**Direction**
How many lines in the listing below contain the string "thick", with case counting? Tally them and reply with the number alone.

**Entries from a pointing dataset**
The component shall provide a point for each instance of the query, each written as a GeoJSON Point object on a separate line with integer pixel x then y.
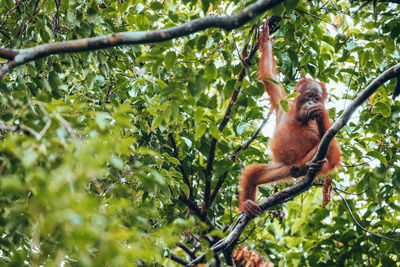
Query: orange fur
{"type": "Point", "coordinates": [295, 141]}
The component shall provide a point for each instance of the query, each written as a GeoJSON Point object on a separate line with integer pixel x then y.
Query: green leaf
{"type": "Point", "coordinates": [241, 128]}
{"type": "Point", "coordinates": [156, 122]}
{"type": "Point", "coordinates": [290, 4]}
{"type": "Point", "coordinates": [197, 87]}
{"type": "Point", "coordinates": [101, 120]}
{"type": "Point", "coordinates": [200, 130]}
{"type": "Point", "coordinates": [384, 109]}
{"type": "Point", "coordinates": [379, 156]}
{"type": "Point", "coordinates": [117, 162]}
{"type": "Point", "coordinates": [201, 42]}
{"type": "Point", "coordinates": [293, 95]}
{"type": "Point", "coordinates": [271, 80]}
{"type": "Point", "coordinates": [278, 10]}
{"type": "Point", "coordinates": [210, 72]}
{"type": "Point", "coordinates": [215, 132]}
{"type": "Point", "coordinates": [170, 59]}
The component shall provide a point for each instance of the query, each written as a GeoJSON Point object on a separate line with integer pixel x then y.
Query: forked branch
{"type": "Point", "coordinates": [21, 56]}
{"type": "Point", "coordinates": [290, 192]}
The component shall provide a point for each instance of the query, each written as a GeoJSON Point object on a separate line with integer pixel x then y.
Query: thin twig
{"type": "Point", "coordinates": [189, 251]}
{"type": "Point", "coordinates": [352, 194]}
{"type": "Point", "coordinates": [117, 39]}
{"type": "Point", "coordinates": [358, 224]}
{"type": "Point", "coordinates": [176, 155]}
{"type": "Point", "coordinates": [179, 259]}
{"type": "Point", "coordinates": [292, 191]}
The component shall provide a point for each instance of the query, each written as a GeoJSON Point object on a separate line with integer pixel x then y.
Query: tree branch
{"type": "Point", "coordinates": [359, 224]}
{"type": "Point", "coordinates": [187, 250]}
{"type": "Point", "coordinates": [179, 259]}
{"type": "Point", "coordinates": [290, 192]}
{"type": "Point", "coordinates": [234, 157]}
{"type": "Point", "coordinates": [89, 44]}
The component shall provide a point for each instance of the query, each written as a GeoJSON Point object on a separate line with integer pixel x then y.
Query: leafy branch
{"type": "Point", "coordinates": [290, 192]}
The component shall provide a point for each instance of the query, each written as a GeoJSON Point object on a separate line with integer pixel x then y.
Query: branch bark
{"type": "Point", "coordinates": [290, 192]}
{"type": "Point", "coordinates": [228, 23]}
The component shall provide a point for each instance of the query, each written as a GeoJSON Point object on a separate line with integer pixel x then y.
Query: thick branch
{"type": "Point", "coordinates": [179, 259]}
{"type": "Point", "coordinates": [184, 175]}
{"type": "Point", "coordinates": [208, 199]}
{"type": "Point", "coordinates": [195, 210]}
{"type": "Point", "coordinates": [290, 192]}
{"type": "Point", "coordinates": [89, 44]}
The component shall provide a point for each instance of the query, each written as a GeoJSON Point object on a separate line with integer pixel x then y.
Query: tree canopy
{"type": "Point", "coordinates": [125, 125]}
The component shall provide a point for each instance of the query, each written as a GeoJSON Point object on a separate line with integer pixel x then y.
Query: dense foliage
{"type": "Point", "coordinates": [104, 155]}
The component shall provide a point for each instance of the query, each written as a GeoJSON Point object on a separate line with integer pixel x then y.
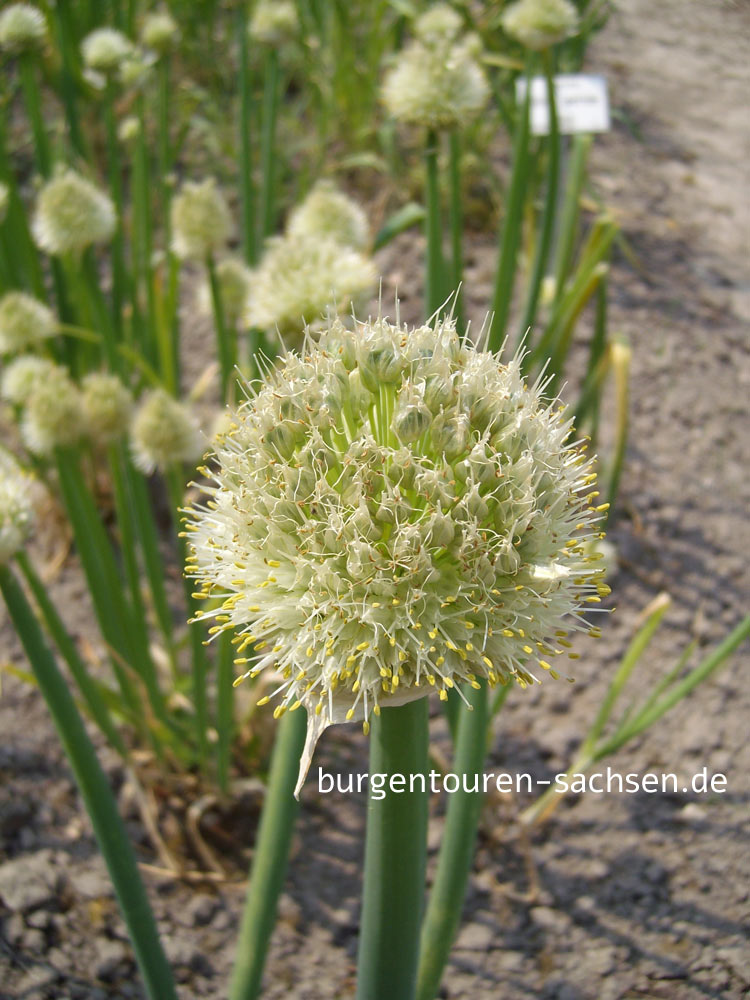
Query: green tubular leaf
{"type": "Point", "coordinates": [97, 795]}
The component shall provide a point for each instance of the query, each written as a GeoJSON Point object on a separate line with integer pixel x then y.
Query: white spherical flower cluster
{"type": "Point", "coordinates": [273, 22]}
{"type": "Point", "coordinates": [22, 27]}
{"type": "Point", "coordinates": [24, 322]}
{"type": "Point", "coordinates": [328, 213]}
{"type": "Point", "coordinates": [105, 49]}
{"type": "Point", "coordinates": [538, 24]}
{"type": "Point", "coordinates": [16, 508]}
{"type": "Point", "coordinates": [437, 80]}
{"type": "Point", "coordinates": [163, 433]}
{"type": "Point", "coordinates": [396, 512]}
{"type": "Point", "coordinates": [22, 375]}
{"type": "Point", "coordinates": [53, 414]}
{"type": "Point", "coordinates": [160, 32]}
{"type": "Point", "coordinates": [201, 223]}
{"type": "Point", "coordinates": [71, 214]}
{"type": "Point", "coordinates": [299, 279]}
{"type": "Point", "coordinates": [234, 278]}
{"type": "Point", "coordinates": [107, 407]}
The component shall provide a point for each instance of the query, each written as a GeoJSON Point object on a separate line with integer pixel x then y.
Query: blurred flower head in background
{"type": "Point", "coordinates": [24, 322]}
{"type": "Point", "coordinates": [437, 80]}
{"type": "Point", "coordinates": [104, 50]}
{"type": "Point", "coordinates": [299, 278]}
{"type": "Point", "coordinates": [22, 28]}
{"type": "Point", "coordinates": [201, 223]}
{"type": "Point", "coordinates": [107, 407]}
{"type": "Point", "coordinates": [72, 214]}
{"type": "Point", "coordinates": [537, 24]}
{"type": "Point", "coordinates": [16, 507]}
{"type": "Point", "coordinates": [163, 433]}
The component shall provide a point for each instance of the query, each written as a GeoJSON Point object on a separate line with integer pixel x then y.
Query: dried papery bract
{"type": "Point", "coordinates": [163, 433]}
{"type": "Point", "coordinates": [396, 512]}
{"type": "Point", "coordinates": [538, 24]}
{"type": "Point", "coordinates": [299, 278]}
{"type": "Point", "coordinates": [23, 28]}
{"type": "Point", "coordinates": [25, 322]}
{"type": "Point", "coordinates": [72, 214]}
{"type": "Point", "coordinates": [328, 213]}
{"type": "Point", "coordinates": [201, 223]}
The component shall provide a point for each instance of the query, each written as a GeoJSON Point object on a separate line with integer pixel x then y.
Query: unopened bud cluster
{"type": "Point", "coordinates": [437, 79]}
{"type": "Point", "coordinates": [396, 512]}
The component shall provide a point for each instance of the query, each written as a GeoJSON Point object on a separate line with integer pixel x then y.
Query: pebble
{"type": "Point", "coordinates": [29, 881]}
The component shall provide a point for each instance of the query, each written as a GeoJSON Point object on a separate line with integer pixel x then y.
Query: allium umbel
{"type": "Point", "coordinates": [395, 512]}
{"type": "Point", "coordinates": [163, 433]}
{"type": "Point", "coordinates": [24, 322]}
{"type": "Point", "coordinates": [437, 80]}
{"type": "Point", "coordinates": [71, 214]}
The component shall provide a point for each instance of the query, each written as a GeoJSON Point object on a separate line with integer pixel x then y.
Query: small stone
{"type": "Point", "coordinates": [29, 881]}
{"type": "Point", "coordinates": [549, 919]}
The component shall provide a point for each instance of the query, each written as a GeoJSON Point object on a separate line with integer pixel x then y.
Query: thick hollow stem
{"type": "Point", "coordinates": [395, 855]}
{"type": "Point", "coordinates": [270, 859]}
{"type": "Point", "coordinates": [457, 849]}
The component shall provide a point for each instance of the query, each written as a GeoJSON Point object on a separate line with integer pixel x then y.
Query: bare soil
{"type": "Point", "coordinates": [619, 896]}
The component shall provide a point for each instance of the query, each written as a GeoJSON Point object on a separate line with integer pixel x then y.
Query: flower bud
{"type": "Point", "coordinates": [71, 214]}
{"type": "Point", "coordinates": [538, 24]}
{"type": "Point", "coordinates": [163, 433]}
{"type": "Point", "coordinates": [104, 50]}
{"type": "Point", "coordinates": [22, 28]}
{"type": "Point", "coordinates": [24, 322]}
{"type": "Point", "coordinates": [107, 407]}
{"type": "Point", "coordinates": [200, 220]}
{"type": "Point", "coordinates": [53, 417]}
{"type": "Point", "coordinates": [16, 508]}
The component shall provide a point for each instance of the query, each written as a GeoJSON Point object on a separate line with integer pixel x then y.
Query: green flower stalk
{"type": "Point", "coordinates": [71, 215]}
{"type": "Point", "coordinates": [25, 323]}
{"type": "Point", "coordinates": [538, 24]}
{"type": "Point", "coordinates": [330, 214]}
{"type": "Point", "coordinates": [300, 278]}
{"type": "Point", "coordinates": [396, 513]}
{"type": "Point", "coordinates": [163, 433]}
{"type": "Point", "coordinates": [23, 28]}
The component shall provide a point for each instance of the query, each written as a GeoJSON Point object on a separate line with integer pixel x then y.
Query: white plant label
{"type": "Point", "coordinates": [581, 98]}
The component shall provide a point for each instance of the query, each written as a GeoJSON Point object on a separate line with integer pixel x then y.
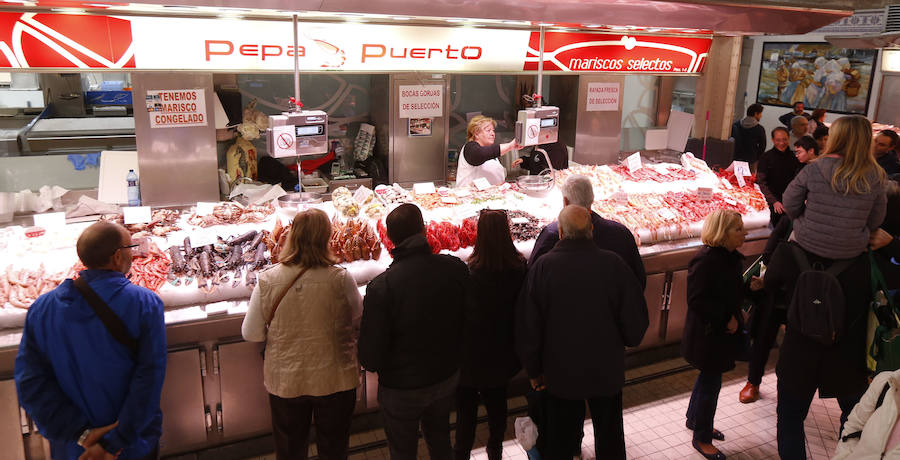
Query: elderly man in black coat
{"type": "Point", "coordinates": [580, 307]}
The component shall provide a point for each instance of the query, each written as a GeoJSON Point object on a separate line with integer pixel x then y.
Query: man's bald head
{"type": "Point", "coordinates": [575, 223]}
{"type": "Point", "coordinates": [98, 244]}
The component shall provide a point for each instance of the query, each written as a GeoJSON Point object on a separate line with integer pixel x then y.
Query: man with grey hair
{"type": "Point", "coordinates": [607, 234]}
{"type": "Point", "coordinates": [580, 307]}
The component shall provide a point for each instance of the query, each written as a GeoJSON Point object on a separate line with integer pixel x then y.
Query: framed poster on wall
{"type": "Point", "coordinates": [817, 74]}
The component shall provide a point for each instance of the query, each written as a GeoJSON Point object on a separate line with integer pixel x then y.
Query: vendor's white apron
{"type": "Point", "coordinates": [491, 170]}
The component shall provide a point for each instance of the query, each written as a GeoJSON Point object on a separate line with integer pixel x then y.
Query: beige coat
{"type": "Point", "coordinates": [311, 341]}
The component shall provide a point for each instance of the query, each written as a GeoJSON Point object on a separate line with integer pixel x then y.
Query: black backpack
{"type": "Point", "coordinates": [817, 309]}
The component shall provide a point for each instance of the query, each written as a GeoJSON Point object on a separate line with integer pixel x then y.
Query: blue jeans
{"type": "Point", "coordinates": [702, 408]}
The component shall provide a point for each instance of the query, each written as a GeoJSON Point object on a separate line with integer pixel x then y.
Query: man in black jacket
{"type": "Point", "coordinates": [581, 306]}
{"type": "Point", "coordinates": [411, 335]}
{"type": "Point", "coordinates": [749, 136]}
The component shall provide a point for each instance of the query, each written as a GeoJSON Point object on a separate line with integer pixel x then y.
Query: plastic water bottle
{"type": "Point", "coordinates": [134, 192]}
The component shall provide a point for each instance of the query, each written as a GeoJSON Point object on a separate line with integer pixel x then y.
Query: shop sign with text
{"type": "Point", "coordinates": [59, 41]}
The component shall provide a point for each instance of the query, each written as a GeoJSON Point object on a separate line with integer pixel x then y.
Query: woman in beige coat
{"type": "Point", "coordinates": [307, 310]}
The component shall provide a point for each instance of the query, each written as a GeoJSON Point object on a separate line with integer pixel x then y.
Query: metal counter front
{"type": "Point", "coordinates": [214, 394]}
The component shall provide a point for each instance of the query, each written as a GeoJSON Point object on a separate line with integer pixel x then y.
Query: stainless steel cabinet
{"type": "Point", "coordinates": [184, 423]}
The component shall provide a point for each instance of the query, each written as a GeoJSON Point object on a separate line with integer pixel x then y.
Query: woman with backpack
{"type": "Point", "coordinates": [715, 290]}
{"type": "Point", "coordinates": [489, 359]}
{"type": "Point", "coordinates": [834, 203]}
{"type": "Point", "coordinates": [308, 310]}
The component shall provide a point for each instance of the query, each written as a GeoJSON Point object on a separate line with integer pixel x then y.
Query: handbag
{"type": "Point", "coordinates": [884, 351]}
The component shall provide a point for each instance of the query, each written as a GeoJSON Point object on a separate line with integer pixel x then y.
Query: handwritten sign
{"type": "Point", "coordinates": [136, 214]}
{"type": "Point", "coordinates": [50, 220]}
{"type": "Point", "coordinates": [423, 188]}
{"type": "Point", "coordinates": [633, 161]}
{"type": "Point", "coordinates": [176, 108]}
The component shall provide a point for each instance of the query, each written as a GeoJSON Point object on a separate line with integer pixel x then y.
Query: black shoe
{"type": "Point", "coordinates": [715, 456]}
{"type": "Point", "coordinates": [717, 435]}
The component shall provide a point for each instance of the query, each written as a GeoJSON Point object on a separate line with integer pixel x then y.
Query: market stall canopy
{"type": "Point", "coordinates": [723, 16]}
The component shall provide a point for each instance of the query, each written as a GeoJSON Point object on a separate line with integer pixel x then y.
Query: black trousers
{"type": "Point", "coordinates": [467, 399]}
{"type": "Point", "coordinates": [293, 417]}
{"type": "Point", "coordinates": [702, 407]}
{"type": "Point", "coordinates": [404, 410]}
{"type": "Point", "coordinates": [565, 425]}
{"type": "Point", "coordinates": [763, 340]}
{"type": "Point", "coordinates": [792, 410]}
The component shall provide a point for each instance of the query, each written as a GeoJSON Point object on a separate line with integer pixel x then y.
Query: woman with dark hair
{"type": "Point", "coordinates": [307, 310]}
{"type": "Point", "coordinates": [489, 361]}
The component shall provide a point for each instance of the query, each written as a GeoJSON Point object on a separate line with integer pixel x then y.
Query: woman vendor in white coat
{"type": "Point", "coordinates": [479, 157]}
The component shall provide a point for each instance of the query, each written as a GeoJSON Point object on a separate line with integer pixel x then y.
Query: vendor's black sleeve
{"type": "Point", "coordinates": [476, 155]}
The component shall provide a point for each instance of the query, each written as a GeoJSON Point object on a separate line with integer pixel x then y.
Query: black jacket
{"type": "Point", "coordinates": [490, 357]}
{"type": "Point", "coordinates": [608, 234]}
{"type": "Point", "coordinates": [776, 169]}
{"type": "Point", "coordinates": [413, 316]}
{"type": "Point", "coordinates": [715, 290]}
{"type": "Point", "coordinates": [580, 307]}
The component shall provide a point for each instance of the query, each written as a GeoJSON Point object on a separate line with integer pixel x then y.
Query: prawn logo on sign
{"type": "Point", "coordinates": [65, 41]}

**Solution**
2